(Collected data)
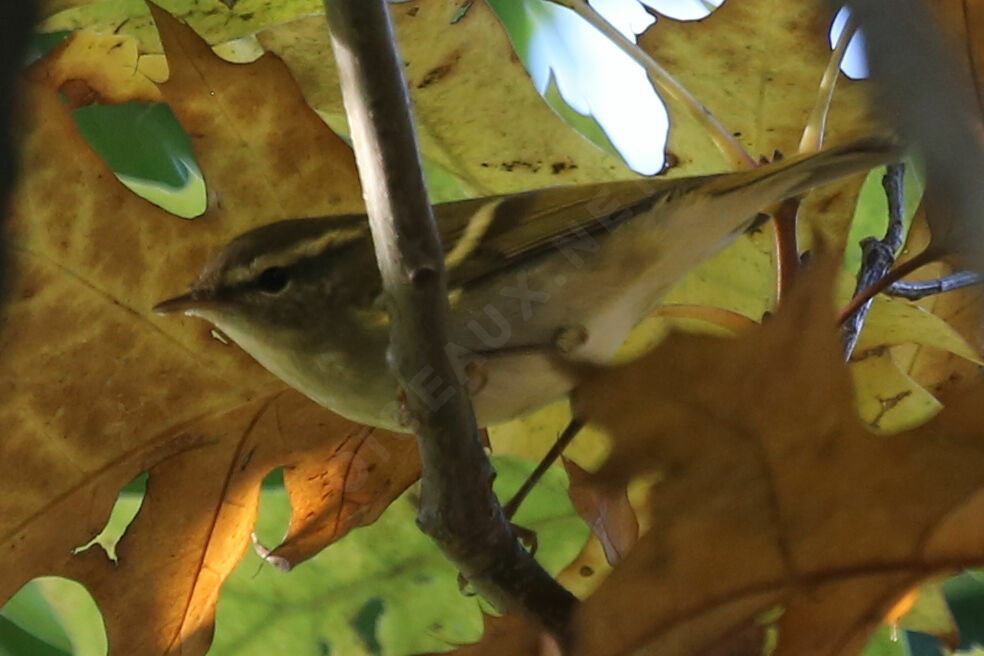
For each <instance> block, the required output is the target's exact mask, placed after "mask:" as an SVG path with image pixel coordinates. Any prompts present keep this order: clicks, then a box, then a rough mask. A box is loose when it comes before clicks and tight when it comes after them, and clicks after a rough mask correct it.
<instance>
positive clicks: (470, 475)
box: [325, 0, 576, 639]
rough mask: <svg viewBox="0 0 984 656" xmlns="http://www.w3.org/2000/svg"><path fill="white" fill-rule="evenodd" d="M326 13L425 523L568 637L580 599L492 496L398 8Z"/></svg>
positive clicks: (473, 584) (424, 523) (372, 0)
mask: <svg viewBox="0 0 984 656" xmlns="http://www.w3.org/2000/svg"><path fill="white" fill-rule="evenodd" d="M325 7H326V10H327V15H328V22H329V26H330V28H331V40H332V48H333V50H334V52H335V59H336V61H337V64H338V71H339V77H340V80H341V85H342V96H343V100H344V103H345V112H346V114H347V115H348V119H349V125H350V126H351V128H352V142H353V145H354V148H355V155H356V160H357V162H358V165H359V175H360V177H361V180H362V184H363V189H364V195H365V199H366V207H367V210H368V213H369V223H370V228H371V230H372V237H373V242H374V244H375V248H376V259H377V261H378V263H379V270H380V273H381V274H382V279H383V286H384V289H385V291H386V294H387V296H388V301H389V304H390V313H391V317H392V328H391V333H390V349H389V353H388V357H389V362H390V366H391V367H392V368H393V371H394V372H395V374H396V376H397V378H398V380H399V381H400V384H401V386H402V387H403V389H404V391H405V393H406V404H407V407H408V410H409V411H410V414H411V416H412V417H413V419H414V421H415V427H416V433H417V436H418V443H419V445H420V455H421V460H422V473H421V501H420V510H419V514H418V523H419V524H420V527H421V529H422V530H423V531H424V532H425V533H427V534H428V535H429V536H430V537H431V538H433V539H434V541H435V542H436V543H437V544H438V546H439V547H440V548H441V550H442V551H443V552H444V553H445V554H446V555H447V556H448V558H450V559H451V560H452V561H453V562H454V563H455V564H456V565H457V566H458V567H459V568H460V570H461V572H462V574H464V576H465V577H466V578H468V579H469V581H470V582H471V584H472V585H473V587H474V588H475V589H476V590H478V591H479V592H480V593H481V594H482V595H484V596H485V597H487V598H488V599H489V600H491V601H492V602H493V603H495V604H496V605H497V606H499V607H500V608H501V609H502V610H504V611H509V612H516V613H521V614H523V615H526V616H527V617H530V618H533V619H535V620H537V621H538V622H540V623H541V624H542V625H543V626H544V627H545V628H547V629H548V630H550V631H551V632H553V633H554V634H555V635H557V636H558V637H560V638H561V639H563V638H564V637H565V636H566V632H567V627H568V624H569V620H570V617H571V614H572V612H573V610H574V607H575V604H576V599H575V598H574V596H573V595H571V594H570V593H569V592H568V591H567V590H565V589H564V588H563V587H561V586H560V585H559V584H558V583H557V582H556V581H554V580H553V579H552V578H551V577H550V576H549V575H548V574H547V573H546V572H545V571H544V570H543V569H542V568H541V567H540V566H539V565H538V564H537V562H536V561H535V560H533V557H532V556H530V554H529V553H527V552H526V550H524V549H523V548H522V546H521V545H520V544H519V542H518V541H517V540H516V537H515V535H514V534H513V531H512V528H511V526H510V524H509V522H508V521H507V520H506V517H505V515H504V514H503V511H502V507H501V506H500V505H499V502H498V500H497V499H496V497H495V494H494V493H493V492H492V479H493V477H494V472H493V470H492V467H491V465H490V463H489V461H488V458H487V457H486V455H485V452H484V450H483V448H482V445H481V442H480V440H479V433H478V429H477V427H476V425H475V416H474V412H473V410H472V407H471V400H470V399H469V396H468V393H467V391H466V390H465V388H464V387H463V386H462V384H461V382H460V381H459V380H458V379H457V377H456V375H455V371H454V369H453V368H452V365H451V363H450V362H449V359H448V357H447V354H446V352H445V347H446V345H447V343H448V341H447V326H446V321H447V316H448V312H449V308H448V296H447V287H446V281H445V271H444V256H443V252H442V249H441V244H440V240H439V238H438V232H437V228H436V226H435V223H434V217H433V213H432V210H431V207H430V205H429V203H428V202H427V194H426V190H425V188H424V182H423V178H422V176H421V169H420V159H419V155H418V152H417V144H416V138H415V136H414V132H413V124H412V120H411V112H410V102H409V98H408V95H407V89H406V83H405V80H404V77H403V67H402V63H401V60H400V58H399V56H398V53H397V50H396V40H395V37H394V34H393V28H392V25H391V23H390V20H389V16H388V14H387V3H386V0H326V1H325Z"/></svg>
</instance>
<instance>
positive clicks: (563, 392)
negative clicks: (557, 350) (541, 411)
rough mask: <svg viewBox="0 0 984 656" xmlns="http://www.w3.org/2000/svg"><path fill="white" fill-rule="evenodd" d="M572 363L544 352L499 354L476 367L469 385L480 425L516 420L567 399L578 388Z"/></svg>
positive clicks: (470, 380)
mask: <svg viewBox="0 0 984 656" xmlns="http://www.w3.org/2000/svg"><path fill="white" fill-rule="evenodd" d="M574 382H575V372H574V370H573V367H572V366H571V365H570V364H569V363H565V362H563V361H561V360H559V359H558V358H557V357H555V356H548V355H546V354H542V353H522V354H510V355H501V354H500V355H495V356H493V357H492V358H489V359H488V360H486V361H485V362H483V363H480V364H478V365H476V366H475V367H474V368H473V370H472V371H471V373H470V375H469V379H468V382H467V385H468V387H469V391H470V392H471V395H472V403H473V404H474V407H475V416H476V418H477V419H478V424H479V425H480V426H488V425H491V424H498V423H501V422H504V421H509V420H511V419H515V418H516V417H519V416H522V415H524V414H527V413H529V412H532V411H533V410H536V409H538V408H541V407H543V406H545V405H547V404H548V403H550V402H552V401H556V400H557V399H558V398H560V397H562V396H564V395H565V394H567V393H568V392H570V391H571V389H572V388H573V387H574Z"/></svg>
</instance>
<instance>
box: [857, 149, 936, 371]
mask: <svg viewBox="0 0 984 656" xmlns="http://www.w3.org/2000/svg"><path fill="white" fill-rule="evenodd" d="M904 183H905V165H904V164H902V163H898V164H890V165H889V166H888V170H887V171H886V172H885V177H884V178H882V186H883V187H884V188H885V196H886V197H887V198H888V227H887V228H886V230H885V236H884V237H883V238H882V239H880V240H879V239H875V238H874V237H868V238H867V239H864V240H863V241H862V242H861V251H862V256H861V270H860V271H859V272H858V283H857V287H856V288H855V290H854V294H855V298H854V300H853V301H852V302H851V304H849V305H848V307H847V308H845V310H844V311H843V312H842V313H841V318H840V321H841V322H842V323H843V328H842V330H841V344H842V345H843V347H844V359H845V360H849V359H850V358H851V354H852V353H853V352H854V347H855V345H857V343H858V337H859V336H860V335H861V328H862V327H864V321H865V319H866V318H867V317H868V312H869V311H870V310H871V303H872V301H873V299H874V296H875V294H877V293H878V292H877V291H875V292H871V291H870V290H871V289H876V288H881V289H884V288H885V287H887V286H888V285H886V284H885V283H884V281H885V280H886V279H889V278H891V277H893V275H899V274H897V272H896V271H897V270H896V271H892V272H891V274H890V273H889V272H890V271H891V269H892V265H893V264H895V254H896V253H897V252H898V251H899V249H900V248H902V242H903V239H904V238H905V184H904ZM916 259H918V258H916ZM911 261H912V260H910V262H911ZM907 264H909V263H908V262H907V263H906V264H904V265H902V266H901V267H899V269H902V268H905V266H906V265H907ZM902 275H905V274H902ZM896 279H897V278H896ZM889 284H890V283H889ZM859 298H861V299H862V300H861V301H858V300H857V299H859Z"/></svg>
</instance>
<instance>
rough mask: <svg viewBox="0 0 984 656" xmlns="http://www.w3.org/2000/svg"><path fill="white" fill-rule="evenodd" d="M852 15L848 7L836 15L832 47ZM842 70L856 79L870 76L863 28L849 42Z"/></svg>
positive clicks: (831, 27)
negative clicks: (847, 19)
mask: <svg viewBox="0 0 984 656" xmlns="http://www.w3.org/2000/svg"><path fill="white" fill-rule="evenodd" d="M850 15H851V12H850V10H848V8H847V7H841V10H840V11H838V12H837V15H836V16H834V22H833V23H832V24H831V26H830V47H831V48H833V47H834V44H836V43H837V40H838V39H839V38H840V35H841V32H843V31H844V25H845V24H846V23H847V19H848V17H850ZM841 71H843V73H844V75H846V76H848V77H849V78H851V79H854V80H861V79H864V78H866V77H868V55H867V52H866V50H865V42H864V34H863V33H862V32H861V30H858V31H857V32H856V33H855V34H854V36H853V37H851V41H850V42H849V43H848V44H847V51H846V52H845V53H844V61H843V62H841Z"/></svg>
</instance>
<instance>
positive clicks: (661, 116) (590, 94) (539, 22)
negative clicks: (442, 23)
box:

## Exercise directions
Starting at the line that contains "negative clicks: (847, 19)", write out every line through the last one in the data above, exactly as it stands.

## Output below
negative clicks: (847, 19)
mask: <svg viewBox="0 0 984 656" xmlns="http://www.w3.org/2000/svg"><path fill="white" fill-rule="evenodd" d="M850 15H851V12H850V10H848V8H847V7H841V10H840V11H838V12H837V15H836V16H834V22H833V23H832V24H831V26H830V47H831V48H833V47H834V44H836V43H837V40H838V39H839V38H840V35H841V32H843V31H844V25H845V24H846V23H847V19H848V17H850ZM841 71H843V73H844V75H846V76H848V77H849V78H851V79H854V80H861V79H864V78H866V77H868V55H867V52H866V50H865V42H864V34H863V33H862V32H861V30H858V31H857V32H856V33H855V34H854V36H853V37H851V41H850V42H849V43H848V44H847V51H846V52H845V53H844V61H843V62H841Z"/></svg>
</instance>
<instance>
positive clicks: (661, 116) (590, 94) (539, 22)
negative clicks: (442, 23)
box:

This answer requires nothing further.